* **SUPPLIED PASSAGE**:
==============================

Since the revolution center of the vertical lever and upper and lower return knives cannot coincide with each other, surface contact state of the vertical lever with the return knife cannot be held throughout whole stroke of transmission. Therefore, partial cylindrical surfaces are usually formed on upper and lower ends of the vertical lever, and pressure receiving surfaces of upper and lower knives opposed to respective cylindrical surfaces are formed in flat planes, so that the cylindrical surface and the flat plane are contacted with each other in line contact state. In such constitution, pressure per unit area between the vertical lever and the return knife becomes very large. Moreover sliding phenomenon between contact portions because of non-coincidance of the revolution center increases abrasion of the contact portions. High-speed operation of positive dobby machines therefore has been obstructed.
This invention is characterized in constitution of an apparatus that upper and lower return knives are contacted in surface contact state with upper and lower hooks and push them, which hooks are pivotally attached to upper and lower ends of a vertical lever, a command device acts on upper and lower knife hooks which can be engaged with the upper and lower hooks respectively, upper and lower knife shafts which support the upper and lower knife hooks respectively are moved in parallel and integral with the upper and lower return knives, and upper and lower hook stoppers which are engaged with the upper and lower hooks respectively are moved by the upper and lower knife hooks.
An object of this invention is to provide a positive dobby machine in which movement of upper and lower return knives is transmitted to upper and lower ends of a vertical lever through surface contact means thereby abrasion in transmission portion is reduced.
Another object of this invention is to provide a positive dobby machine which can be driven at high speed.

==============================

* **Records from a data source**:
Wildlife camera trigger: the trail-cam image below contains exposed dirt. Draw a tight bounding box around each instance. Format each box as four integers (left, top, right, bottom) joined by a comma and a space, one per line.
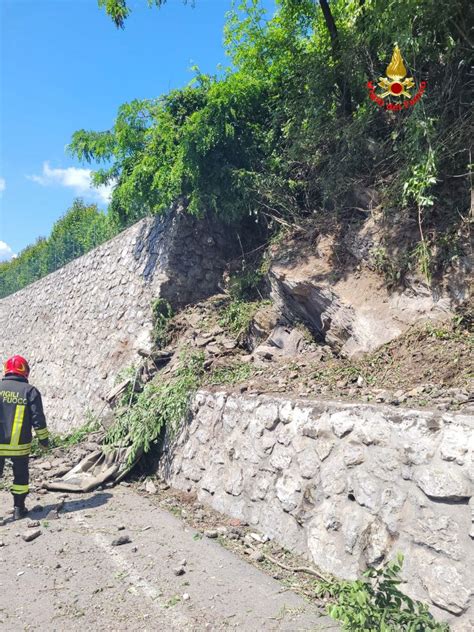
165, 295, 474, 413
0, 478, 338, 632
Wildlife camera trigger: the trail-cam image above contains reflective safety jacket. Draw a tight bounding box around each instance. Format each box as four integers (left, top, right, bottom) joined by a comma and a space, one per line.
0, 375, 48, 457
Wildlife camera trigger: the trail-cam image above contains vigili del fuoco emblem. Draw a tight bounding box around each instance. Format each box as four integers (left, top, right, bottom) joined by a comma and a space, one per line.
367, 45, 426, 111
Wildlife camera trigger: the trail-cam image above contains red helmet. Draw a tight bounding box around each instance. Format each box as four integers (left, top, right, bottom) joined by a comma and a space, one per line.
3, 356, 30, 378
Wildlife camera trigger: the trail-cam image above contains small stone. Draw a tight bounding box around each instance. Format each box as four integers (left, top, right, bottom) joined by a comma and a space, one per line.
332, 411, 354, 439
413, 464, 473, 501
21, 529, 41, 542
145, 481, 157, 494
204, 529, 219, 540
112, 535, 131, 546
250, 551, 265, 562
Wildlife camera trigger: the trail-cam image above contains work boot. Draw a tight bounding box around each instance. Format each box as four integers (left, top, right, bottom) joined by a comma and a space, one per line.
13, 507, 28, 520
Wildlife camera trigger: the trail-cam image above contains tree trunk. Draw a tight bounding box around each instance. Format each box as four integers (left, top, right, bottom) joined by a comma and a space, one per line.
319, 0, 352, 116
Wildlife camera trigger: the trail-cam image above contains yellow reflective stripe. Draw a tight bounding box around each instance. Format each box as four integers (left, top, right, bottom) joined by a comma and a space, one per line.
10, 483, 30, 494
10, 404, 25, 446
0, 443, 31, 456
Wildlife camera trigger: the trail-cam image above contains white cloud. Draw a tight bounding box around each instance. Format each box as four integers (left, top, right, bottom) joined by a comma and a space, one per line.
26, 162, 114, 204
0, 241, 16, 262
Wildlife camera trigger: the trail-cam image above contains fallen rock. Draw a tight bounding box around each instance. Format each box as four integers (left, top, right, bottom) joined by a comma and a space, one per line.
145, 481, 157, 494
21, 529, 41, 542
112, 535, 131, 546
250, 551, 265, 562
204, 529, 219, 540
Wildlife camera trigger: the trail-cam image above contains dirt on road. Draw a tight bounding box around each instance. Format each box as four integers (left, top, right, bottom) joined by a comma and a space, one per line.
0, 486, 338, 632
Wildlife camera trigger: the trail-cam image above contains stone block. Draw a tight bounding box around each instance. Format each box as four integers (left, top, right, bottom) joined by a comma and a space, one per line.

==============================

* **EXERCISE A**: Reproduce the dobby machine passage, everything from "An object of" down to "at high speed.", substituting "wear" for "abrasion" throughout.
* **EXERCISE B**: Proceed with the passage on the positive dobby machine from the point at which it stops.
These entries bear no relation to the passage on dobby machines.

* **WRITTEN RESPONSE A**:
An object of this invention is to provide a positive dobby machine in which movement of upper and lower return knives is transmitted to upper and lower ends of a vertical lever through surface contact means thereby wear in transmission portion is reduced.
Another object of this invention is to provide a positive dobby machine which can be driven at high speed.

* **WRITTEN RESPONSE B**:
Above mentioned and other objects and features of this invention will be apparent from the following description referring to the accompanying drawings. However, the drawings are for explanation only and not for limiting the seope of this invention.
The drawings show preferable embodiments of this invention.
The FIGURE is a schematic sectional view of a positive dobby machine.
A preferred embodiment of the present invention will now be described referring to the FIGURE. A stationary shaft 2 has both longitudinal ends fixed to a machine frame (not shown) A plurality of jack levers 1 are arranged in longitudinal direction on the stationary shaft 2 and rotatably supported, the number of the jack levers 1 being the same as that of heald frames (not shown). Each jack lever 1 is provided with a pin 4 to which is pivotally connected a connecting rod (not shown) in similar manner to conventional positive dobby machine. The connecting rod is connected to a shedding lever (not shown) which, in turn, is connected to heald frame (not shown) through transmission means. The jack lever 1 is provided with another pin 3 to which a vertical lever 5 is pivotally connected. The vertical lever 5 is formed in vertical symmetry with respect to the pin 3 and has both vertical ends to which an upper hook 6a and a lower hook 6b are connected respectively through pins 37a and 37b. The upper hook 6a and the lower hook 6b are formed in vertical symmetry. First pressure receiving planes 7a, 7b and second pressure receiving planes 8a, 8b are parallel to each other and formed at both lateral sides of the pins 37a and 37b. The upper hook 6a and lower hook 6b are provided at respective top ends with hooks 9a, 9band notch portions 29a, 29b.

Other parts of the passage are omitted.